- WHAT THE EXERCISE ASKS:
Scan the entries below and extract each line with the word "when" in it.
--- PROVIDED ENTRIES Enclosed Below ---
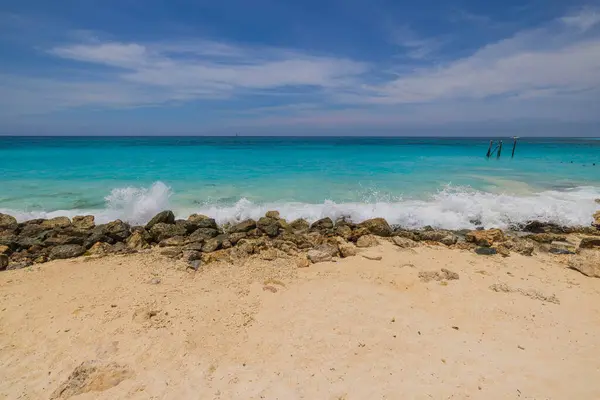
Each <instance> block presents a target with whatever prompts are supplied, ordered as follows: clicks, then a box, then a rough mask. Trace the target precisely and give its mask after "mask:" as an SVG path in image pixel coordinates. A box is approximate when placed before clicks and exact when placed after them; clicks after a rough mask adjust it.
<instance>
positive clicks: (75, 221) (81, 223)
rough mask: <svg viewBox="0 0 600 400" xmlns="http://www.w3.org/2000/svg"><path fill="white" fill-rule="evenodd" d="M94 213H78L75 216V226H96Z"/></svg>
mask: <svg viewBox="0 0 600 400" xmlns="http://www.w3.org/2000/svg"><path fill="white" fill-rule="evenodd" d="M94 221H95V218H94V216H93V215H78V216H75V217H73V222H72V224H73V226H74V227H75V228H77V229H92V228H94V227H95V226H96V223H95V222H94Z"/></svg>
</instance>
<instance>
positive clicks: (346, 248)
mask: <svg viewBox="0 0 600 400" xmlns="http://www.w3.org/2000/svg"><path fill="white" fill-rule="evenodd" d="M338 250H339V252H340V255H341V256H342V258H346V257H353V256H355V255H356V246H355V245H353V244H352V243H348V242H346V241H345V240H344V241H342V240H340V241H339V242H338Z"/></svg>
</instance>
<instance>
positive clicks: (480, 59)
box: [340, 23, 600, 104]
mask: <svg viewBox="0 0 600 400" xmlns="http://www.w3.org/2000/svg"><path fill="white" fill-rule="evenodd" d="M598 85H600V38H597V37H591V38H590V37H587V36H581V35H579V34H577V32H573V30H571V29H563V28H561V27H559V26H557V24H555V23H553V24H550V25H549V26H548V27H546V28H540V29H536V30H530V31H524V32H520V33H517V34H516V35H515V36H513V37H512V38H510V39H506V40H503V41H500V42H497V43H494V44H490V45H488V46H485V47H483V48H481V49H480V50H478V51H477V52H475V53H474V54H473V55H471V56H469V57H465V58H462V59H458V60H454V61H452V62H450V63H447V64H445V65H440V66H434V67H426V68H420V69H416V70H413V71H411V72H409V73H406V74H404V75H401V76H399V77H397V78H396V79H393V80H391V81H388V82H385V83H383V84H380V85H376V86H368V87H364V90H363V91H362V92H361V93H358V94H354V95H343V96H341V97H340V99H341V100H344V99H345V100H346V101H349V102H359V103H360V102H365V103H372V104H409V103H428V102H436V101H448V100H461V99H462V100H464V99H486V98H490V97H494V96H522V97H524V96H527V95H528V94H532V93H535V94H536V96H540V95H547V96H557V95H560V94H562V93H570V92H574V91H583V90H589V89H593V88H595V87H597V86H598Z"/></svg>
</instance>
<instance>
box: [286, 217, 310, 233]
mask: <svg viewBox="0 0 600 400" xmlns="http://www.w3.org/2000/svg"><path fill="white" fill-rule="evenodd" d="M289 227H290V229H291V230H292V231H293V232H299V233H301V232H306V231H308V229H309V228H310V224H309V223H308V222H307V221H306V220H304V219H302V218H298V219H295V220H293V221H292V222H290V223H289Z"/></svg>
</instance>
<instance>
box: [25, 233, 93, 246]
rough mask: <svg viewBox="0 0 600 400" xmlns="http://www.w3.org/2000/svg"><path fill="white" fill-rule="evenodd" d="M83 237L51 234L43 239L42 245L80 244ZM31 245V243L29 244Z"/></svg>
mask: <svg viewBox="0 0 600 400" xmlns="http://www.w3.org/2000/svg"><path fill="white" fill-rule="evenodd" d="M84 241H85V238H83V237H80V236H66V235H61V234H58V235H55V236H51V237H49V238H48V239H46V240H45V241H44V246H60V245H63V244H79V245H82V244H83V243H84ZM31 246H33V244H31Z"/></svg>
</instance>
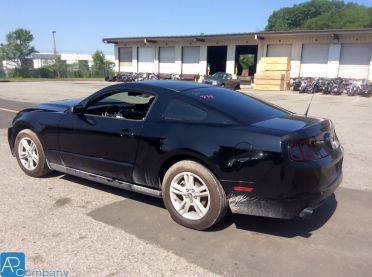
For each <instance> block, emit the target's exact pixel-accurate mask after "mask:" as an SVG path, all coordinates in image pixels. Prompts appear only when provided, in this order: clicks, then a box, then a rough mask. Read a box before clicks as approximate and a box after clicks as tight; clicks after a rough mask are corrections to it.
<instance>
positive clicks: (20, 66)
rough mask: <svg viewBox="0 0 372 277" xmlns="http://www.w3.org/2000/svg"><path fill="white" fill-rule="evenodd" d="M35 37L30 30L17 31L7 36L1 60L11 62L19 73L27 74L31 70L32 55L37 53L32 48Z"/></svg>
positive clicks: (1, 50)
mask: <svg viewBox="0 0 372 277" xmlns="http://www.w3.org/2000/svg"><path fill="white" fill-rule="evenodd" d="M33 39H34V36H33V35H32V34H31V32H30V31H29V30H26V29H17V30H15V31H13V32H10V33H8V34H7V35H6V42H7V43H6V44H5V45H2V46H1V48H0V59H3V60H7V61H11V62H12V63H14V65H15V66H16V70H17V73H18V72H19V70H20V72H21V74H22V75H23V74H25V73H26V72H27V71H28V70H29V66H30V59H29V57H30V55H31V54H32V53H34V52H35V48H34V47H33V46H31V42H32V41H33Z"/></svg>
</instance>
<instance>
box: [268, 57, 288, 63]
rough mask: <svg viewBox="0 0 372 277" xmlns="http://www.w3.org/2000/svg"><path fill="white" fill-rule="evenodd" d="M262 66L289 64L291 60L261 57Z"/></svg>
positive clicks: (276, 58)
mask: <svg viewBox="0 0 372 277" xmlns="http://www.w3.org/2000/svg"><path fill="white" fill-rule="evenodd" d="M261 63H262V64H290V63H291V59H290V58H289V57H262V58H261Z"/></svg>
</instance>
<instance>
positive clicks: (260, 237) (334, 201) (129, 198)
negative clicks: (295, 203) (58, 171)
mask: <svg viewBox="0 0 372 277" xmlns="http://www.w3.org/2000/svg"><path fill="white" fill-rule="evenodd" d="M61 178H63V179H66V180H68V181H71V182H73V183H75V184H79V185H83V186H87V187H90V188H93V189H98V190H102V191H105V192H108V193H113V194H116V195H119V196H121V197H123V200H120V201H117V202H114V203H112V204H109V205H105V206H102V207H100V208H97V209H95V210H92V211H90V212H89V213H88V214H87V215H88V216H90V217H91V218H92V219H94V220H96V221H99V222H101V223H103V224H107V225H110V226H113V227H115V228H118V229H120V230H123V231H124V232H126V233H129V234H132V235H134V236H136V237H137V238H139V239H141V240H144V241H146V242H149V243H151V244H153V245H157V246H159V247H160V248H162V249H164V250H167V251H170V252H172V253H174V254H176V255H177V256H179V257H182V258H184V259H186V260H187V261H189V262H190V263H193V264H196V265H199V266H201V267H203V268H205V269H207V270H210V271H211V272H214V273H217V274H221V275H229V276H242V275H246V274H247V272H249V274H250V275H253V276H267V275H273V276H276V275H277V273H278V269H279V268H281V269H284V268H285V270H286V272H287V271H288V274H289V276H296V275H298V274H299V273H300V272H304V270H307V268H308V266H309V264H312V265H315V264H316V265H317V267H319V270H320V271H319V272H323V273H325V274H324V275H327V276H331V275H333V274H336V273H337V272H343V274H344V276H350V275H355V274H353V273H356V272H357V273H362V274H361V276H362V275H363V274H365V273H366V272H368V270H369V269H368V268H370V266H367V264H369V263H368V262H367V260H369V257H370V256H371V254H370V252H371V251H370V248H369V244H370V242H372V241H371V237H372V236H370V234H369V233H370V232H369V231H368V229H366V228H358V227H357V226H370V225H371V224H372V216H371V214H372V213H371V208H370V203H371V201H372V194H371V193H366V192H360V191H356V190H350V189H345V188H340V189H338V190H337V199H338V201H339V203H340V205H338V202H337V201H336V198H335V196H334V195H332V196H331V197H330V198H329V199H328V200H327V201H326V202H325V203H324V204H323V205H322V206H321V207H319V208H318V209H316V210H315V211H314V214H313V216H312V217H311V218H310V219H301V218H296V219H294V220H279V219H270V218H263V217H254V216H245V215H233V214H231V213H228V214H227V215H226V216H225V218H224V219H223V220H222V221H221V222H220V223H219V224H218V225H217V226H215V227H214V228H212V229H211V230H209V231H207V232H199V231H194V230H191V229H187V228H185V227H183V226H180V225H178V224H177V223H175V222H174V221H173V220H172V219H171V218H170V216H169V214H168V211H167V210H166V209H165V208H164V205H163V202H162V200H161V199H158V198H154V197H149V196H146V195H141V194H137V193H132V192H128V191H124V190H120V189H116V188H111V187H108V186H104V185H100V184H98V183H94V182H90V181H86V180H83V179H80V178H76V177H72V176H66V175H63V176H62V177H61ZM341 204H342V205H341ZM336 208H337V209H336ZM107 235H108V236H109V235H110V234H107ZM356 249H358V252H360V253H363V254H362V255H361V256H359V257H358V256H355V257H354V256H353V255H351V254H347V255H346V254H345V255H344V254H340V253H355V251H356ZM350 255H351V256H350ZM335 257H338V258H335ZM361 257H362V258H361ZM363 257H365V258H363Z"/></svg>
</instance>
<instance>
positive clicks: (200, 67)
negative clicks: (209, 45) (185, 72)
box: [199, 45, 207, 75]
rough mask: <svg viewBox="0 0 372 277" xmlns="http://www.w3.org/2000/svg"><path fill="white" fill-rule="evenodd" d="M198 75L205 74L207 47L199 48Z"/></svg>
mask: <svg viewBox="0 0 372 277" xmlns="http://www.w3.org/2000/svg"><path fill="white" fill-rule="evenodd" d="M199 74H200V75H205V74H207V46H206V45H202V46H200V62H199Z"/></svg>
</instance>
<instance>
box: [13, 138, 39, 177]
mask: <svg viewBox="0 0 372 277" xmlns="http://www.w3.org/2000/svg"><path fill="white" fill-rule="evenodd" d="M18 156H19V160H20V161H21V163H22V165H23V167H24V168H25V169H27V170H30V171H31V170H34V169H35V168H36V167H37V165H38V163H39V153H38V151H37V148H36V144H35V142H33V140H32V139H30V138H28V137H24V138H22V139H21V140H20V141H19V144H18Z"/></svg>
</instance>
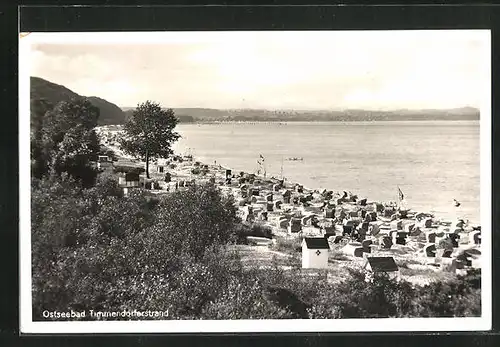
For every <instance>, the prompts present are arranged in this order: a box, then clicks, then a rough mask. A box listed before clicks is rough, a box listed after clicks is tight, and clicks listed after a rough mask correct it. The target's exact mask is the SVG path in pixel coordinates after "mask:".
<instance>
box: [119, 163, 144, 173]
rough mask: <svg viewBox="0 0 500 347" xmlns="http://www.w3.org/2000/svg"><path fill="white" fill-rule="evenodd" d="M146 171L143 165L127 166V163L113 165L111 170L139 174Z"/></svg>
mask: <svg viewBox="0 0 500 347" xmlns="http://www.w3.org/2000/svg"><path fill="white" fill-rule="evenodd" d="M144 171H146V170H145V169H144V168H143V167H137V166H127V165H115V166H114V167H113V172H115V173H137V174H141V173H143V172H144Z"/></svg>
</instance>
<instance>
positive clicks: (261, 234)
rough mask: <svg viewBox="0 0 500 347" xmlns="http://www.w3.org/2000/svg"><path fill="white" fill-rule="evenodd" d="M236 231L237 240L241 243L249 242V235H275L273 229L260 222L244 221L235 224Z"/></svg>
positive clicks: (270, 236) (271, 236)
mask: <svg viewBox="0 0 500 347" xmlns="http://www.w3.org/2000/svg"><path fill="white" fill-rule="evenodd" d="M234 233H235V234H236V238H237V240H236V242H237V243H239V244H247V236H256V237H266V238H268V239H271V238H272V237H273V233H272V229H271V228H270V227H268V226H265V225H263V224H260V223H248V222H242V223H238V224H236V226H235V229H234Z"/></svg>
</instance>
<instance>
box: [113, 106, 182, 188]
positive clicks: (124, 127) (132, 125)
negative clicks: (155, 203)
mask: <svg viewBox="0 0 500 347" xmlns="http://www.w3.org/2000/svg"><path fill="white" fill-rule="evenodd" d="M178 122H179V120H178V119H177V118H176V117H175V114H174V111H173V110H172V109H170V108H169V109H166V110H164V109H162V108H161V106H160V104H158V103H155V102H152V101H149V100H148V101H146V102H144V103H142V104H139V105H137V108H136V109H135V110H134V112H133V114H132V116H131V117H130V118H129V119H128V120H127V122H126V123H125V126H124V130H125V134H124V137H123V138H122V139H121V140H120V144H121V147H122V149H123V150H124V151H125V152H126V153H128V154H131V155H134V156H137V157H139V158H141V159H142V160H145V161H146V176H147V178H149V160H150V159H152V158H159V157H162V158H167V157H168V156H170V155H171V154H173V150H172V148H171V147H172V144H173V143H174V142H175V141H177V140H178V139H179V137H180V135H179V134H178V133H176V132H175V131H174V128H175V126H176V125H177V123H178Z"/></svg>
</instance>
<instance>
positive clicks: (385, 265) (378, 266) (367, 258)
mask: <svg viewBox="0 0 500 347" xmlns="http://www.w3.org/2000/svg"><path fill="white" fill-rule="evenodd" d="M367 264H370V267H371V270H372V271H373V272H393V271H398V270H399V268H398V266H397V264H396V262H395V261H394V258H393V257H368V258H367ZM365 266H366V265H365Z"/></svg>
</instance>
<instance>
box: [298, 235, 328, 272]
mask: <svg viewBox="0 0 500 347" xmlns="http://www.w3.org/2000/svg"><path fill="white" fill-rule="evenodd" d="M329 250H330V246H329V245H328V241H327V239H325V238H324V237H305V238H304V239H303V240H302V268H303V269H326V268H328V251H329Z"/></svg>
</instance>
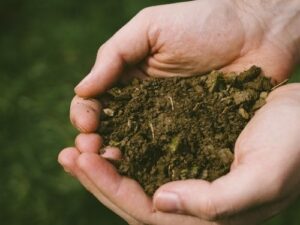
--- End of Enclosed PROVIDED ENTRIES ---
- THE ANSWER:
Each <instance> block presents a target with whatever prompts are supplied, ordered as follows: clicks, then a box, then a rough mask. Trace the target precisely and give its mask after "mask:" as an SVG path in image pixel coordinates. A box is approximate when placed before clicks and exact when placed after them; clicks after a rough mask adjust it.
For each <instance> block, emit the target's exact pixel-accurate mask after "mask:" as an SVG path, all coordinates in image pixels. Prompts appear only when provided, in this order: clicks, then a box, then a rough mask. Read a box before clicks as approximate and a box after clicks as tight; clicks after a rough mask are corrections to it.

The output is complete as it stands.